▶ _Extract to read_
***

Earlier today, we took a look at the new anti-Obamacare ad from Americans For Prosperity airing in Arkansas. The ad features a man who feels like he’s in a “haze” because of confusion surrounding the impact of Obamacare (he’s worried his plan might have been cancelled, though it turns out he can keep it for three more years). The ad doesn’t mention that part of the confusion stemmed from AFP. Read all about it.
Huffington Post concludes that AFP has softened up after their prior attack ads were discredited by fact checkers.
But in some ways, the spot might be good news for Pryor — even though it brings AFP spending against him to about $2 million in 2014 alone — because it suggests that the most damning charge against him currently is that a law he backed is causing some confusion. This isn’t your death panel-level attack. …
“The Kochs are getting desperate,” said Pryor campaign spokesman Erik Dorey in a statement. “They’re throwing millions at Congressman Cotton to reward his reckless votes against Medicare, student loans and equal pay for women, but Arkansans just aren’t buying these misleading attacks.”
I think an equally good theory comes from Dave Weigel at Slate, who concludes that AFP ads are designed to attract criticism, which gives them a longer shelf life. Liberals complain that an ad is misleading, then AFP gets to be outraged on behalf of whoever is featured in the ad. This might be a particularly effective ploy on behalf of a guy who is confused, since lots of people are understandably confused about the health care law.
Will any of this work? At some point, voters may begin to feel like they are “living in a haze” of misleading commercials. Is it November yet?
p.s. Random pet peeve of mine: when Political Team A says that Political Team B must be “getting desperate,” but it always turns out that these so-called desperation moves are run-of-the-mill political tactics.

***

▶ _Dataset records_
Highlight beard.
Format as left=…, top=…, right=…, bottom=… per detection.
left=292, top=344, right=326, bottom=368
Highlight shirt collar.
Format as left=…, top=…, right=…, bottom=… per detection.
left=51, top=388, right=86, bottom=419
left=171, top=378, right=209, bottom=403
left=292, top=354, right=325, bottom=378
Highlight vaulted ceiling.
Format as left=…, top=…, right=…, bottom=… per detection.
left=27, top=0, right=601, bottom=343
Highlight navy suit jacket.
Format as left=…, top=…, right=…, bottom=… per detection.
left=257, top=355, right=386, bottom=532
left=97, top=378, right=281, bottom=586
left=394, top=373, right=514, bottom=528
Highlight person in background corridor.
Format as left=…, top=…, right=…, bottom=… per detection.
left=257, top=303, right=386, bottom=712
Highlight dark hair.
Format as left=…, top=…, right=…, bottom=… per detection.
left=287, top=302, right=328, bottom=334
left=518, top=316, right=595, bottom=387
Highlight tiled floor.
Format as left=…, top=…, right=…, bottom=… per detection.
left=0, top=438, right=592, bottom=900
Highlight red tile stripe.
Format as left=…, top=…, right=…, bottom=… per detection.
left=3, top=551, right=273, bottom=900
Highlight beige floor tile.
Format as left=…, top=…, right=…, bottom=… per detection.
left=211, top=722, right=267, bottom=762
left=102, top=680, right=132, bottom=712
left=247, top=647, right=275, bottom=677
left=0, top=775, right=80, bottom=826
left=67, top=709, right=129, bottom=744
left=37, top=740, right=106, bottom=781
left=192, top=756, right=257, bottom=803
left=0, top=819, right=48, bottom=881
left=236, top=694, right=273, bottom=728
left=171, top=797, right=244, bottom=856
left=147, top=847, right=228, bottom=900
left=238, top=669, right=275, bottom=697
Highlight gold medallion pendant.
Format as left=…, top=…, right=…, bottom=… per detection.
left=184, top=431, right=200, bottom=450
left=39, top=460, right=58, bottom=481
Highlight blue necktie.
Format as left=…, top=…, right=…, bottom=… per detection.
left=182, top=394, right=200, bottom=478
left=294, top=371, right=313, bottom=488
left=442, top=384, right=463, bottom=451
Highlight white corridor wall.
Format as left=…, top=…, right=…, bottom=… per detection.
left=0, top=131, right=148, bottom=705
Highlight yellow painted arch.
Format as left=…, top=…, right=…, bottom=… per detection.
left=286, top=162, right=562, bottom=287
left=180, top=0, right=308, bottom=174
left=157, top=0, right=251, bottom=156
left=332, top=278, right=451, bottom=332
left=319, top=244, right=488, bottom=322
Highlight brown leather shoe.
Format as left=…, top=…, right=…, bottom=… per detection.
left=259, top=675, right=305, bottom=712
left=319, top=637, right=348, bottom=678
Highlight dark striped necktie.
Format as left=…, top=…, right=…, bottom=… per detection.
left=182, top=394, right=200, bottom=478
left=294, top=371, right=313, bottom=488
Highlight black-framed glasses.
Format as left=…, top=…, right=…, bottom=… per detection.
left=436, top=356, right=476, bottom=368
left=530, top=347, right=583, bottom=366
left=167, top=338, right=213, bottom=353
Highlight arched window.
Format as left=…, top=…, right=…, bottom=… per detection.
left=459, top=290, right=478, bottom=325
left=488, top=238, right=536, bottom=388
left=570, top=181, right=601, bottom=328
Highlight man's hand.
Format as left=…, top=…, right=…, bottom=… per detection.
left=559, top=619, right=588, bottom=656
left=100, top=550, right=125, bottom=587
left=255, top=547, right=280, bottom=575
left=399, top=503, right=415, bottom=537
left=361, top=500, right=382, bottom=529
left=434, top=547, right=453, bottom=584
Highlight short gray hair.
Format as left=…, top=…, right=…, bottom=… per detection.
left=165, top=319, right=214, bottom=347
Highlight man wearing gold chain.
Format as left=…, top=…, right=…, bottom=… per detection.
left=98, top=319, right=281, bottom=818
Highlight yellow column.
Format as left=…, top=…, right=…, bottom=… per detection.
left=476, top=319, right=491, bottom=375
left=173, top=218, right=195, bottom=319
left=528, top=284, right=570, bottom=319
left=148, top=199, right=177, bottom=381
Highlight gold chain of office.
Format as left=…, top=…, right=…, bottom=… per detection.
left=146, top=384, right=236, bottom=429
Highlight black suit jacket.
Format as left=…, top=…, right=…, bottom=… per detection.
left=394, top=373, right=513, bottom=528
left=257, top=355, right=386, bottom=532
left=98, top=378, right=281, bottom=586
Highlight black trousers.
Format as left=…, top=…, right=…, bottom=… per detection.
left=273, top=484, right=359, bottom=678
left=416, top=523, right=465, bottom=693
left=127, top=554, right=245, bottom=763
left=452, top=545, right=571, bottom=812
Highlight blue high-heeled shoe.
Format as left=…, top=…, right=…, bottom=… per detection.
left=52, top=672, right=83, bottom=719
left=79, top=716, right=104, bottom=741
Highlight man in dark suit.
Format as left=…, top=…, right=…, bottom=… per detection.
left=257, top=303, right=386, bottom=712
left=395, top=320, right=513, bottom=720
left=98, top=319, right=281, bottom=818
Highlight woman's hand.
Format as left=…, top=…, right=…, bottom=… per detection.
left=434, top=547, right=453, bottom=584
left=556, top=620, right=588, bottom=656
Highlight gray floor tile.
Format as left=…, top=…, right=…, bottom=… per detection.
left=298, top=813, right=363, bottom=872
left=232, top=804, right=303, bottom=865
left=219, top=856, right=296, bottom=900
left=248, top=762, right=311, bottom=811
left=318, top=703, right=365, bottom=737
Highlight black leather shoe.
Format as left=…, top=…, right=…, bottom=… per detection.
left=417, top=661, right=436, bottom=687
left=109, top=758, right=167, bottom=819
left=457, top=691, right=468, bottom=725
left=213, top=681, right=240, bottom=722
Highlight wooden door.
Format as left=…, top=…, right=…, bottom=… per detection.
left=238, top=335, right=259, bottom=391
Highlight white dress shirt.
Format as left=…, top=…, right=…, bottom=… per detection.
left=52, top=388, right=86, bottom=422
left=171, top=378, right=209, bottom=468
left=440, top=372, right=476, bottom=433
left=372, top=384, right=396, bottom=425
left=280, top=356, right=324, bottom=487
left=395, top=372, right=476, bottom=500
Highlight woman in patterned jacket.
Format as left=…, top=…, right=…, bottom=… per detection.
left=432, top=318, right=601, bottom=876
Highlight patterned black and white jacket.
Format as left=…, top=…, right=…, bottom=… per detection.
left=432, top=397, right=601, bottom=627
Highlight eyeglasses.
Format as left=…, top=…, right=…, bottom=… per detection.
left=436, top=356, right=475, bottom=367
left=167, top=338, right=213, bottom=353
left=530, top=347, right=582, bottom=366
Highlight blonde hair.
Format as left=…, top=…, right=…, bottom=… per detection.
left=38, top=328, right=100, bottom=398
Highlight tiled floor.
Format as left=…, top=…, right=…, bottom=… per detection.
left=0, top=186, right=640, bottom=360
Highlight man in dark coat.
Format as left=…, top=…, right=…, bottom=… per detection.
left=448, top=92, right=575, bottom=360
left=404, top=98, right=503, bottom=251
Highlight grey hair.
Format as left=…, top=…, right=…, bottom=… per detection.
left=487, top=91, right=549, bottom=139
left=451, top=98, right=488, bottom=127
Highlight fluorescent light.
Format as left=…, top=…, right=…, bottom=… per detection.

***

▶ _Things to do_
• a. In the blog post about the Arkansas anti-Obamacare ad, translate this sentence into Spanish: "Huffington Post concludes that AFP has softened up after their prior attack ads were discredited by fact checkers."
• b. According to the blog post about the Arkansas anti-Obamacare ad, roughly how much has AFP spent against Pryor in 2014 alone?
• c. Copy the passage of the blog post about the Arkansas anti-Obamacare ad that opens with the words containing "I think an equally" and closes with "run-of-the-mill political tactics.".

▶ _Solved problems_
• a. Huffington Post concluye que AFP se ha suavizado después de que sus anteriores anuncios de ataque fueran desacreditados por los verificadores de datos.

• b. About $2 million.

• c.
I think an equally good theory comes from Dave Weigel at Slate, who concludes that AFP ads are designed to attract criticism, which gives them a longer shelf life. Liberals complain that an ad is misleading, then AFP gets to be outraged on behalf of whoever is featured in the ad. This might be a particularly effective ploy on behalf of a guy who is confused, since lots of people are understandably confused about the health care law.
Will any of this work? At some point, voters may begin to feel like they are “living in a haze” of misleading commercials. Is it November yet?
p.s. Random pet peeve of mine: when Political Team A says that Political Team B must be “getting desperate,” but it always turns out that these so-called desperation moves are run-of-the-mill political tactics.